**What you need to do:** Present every line of the entries below as a numbered list, omitting any blank lines.
:: Dataset excerpts
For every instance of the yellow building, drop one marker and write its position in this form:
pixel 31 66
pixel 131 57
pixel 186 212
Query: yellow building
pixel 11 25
::::
**Task response:**
1. For every instance of the yellow building, drop one marker and write its position in this form:
2. pixel 31 66
3. pixel 131 57
4. pixel 186 212
5. Query: yellow building
6. pixel 11 25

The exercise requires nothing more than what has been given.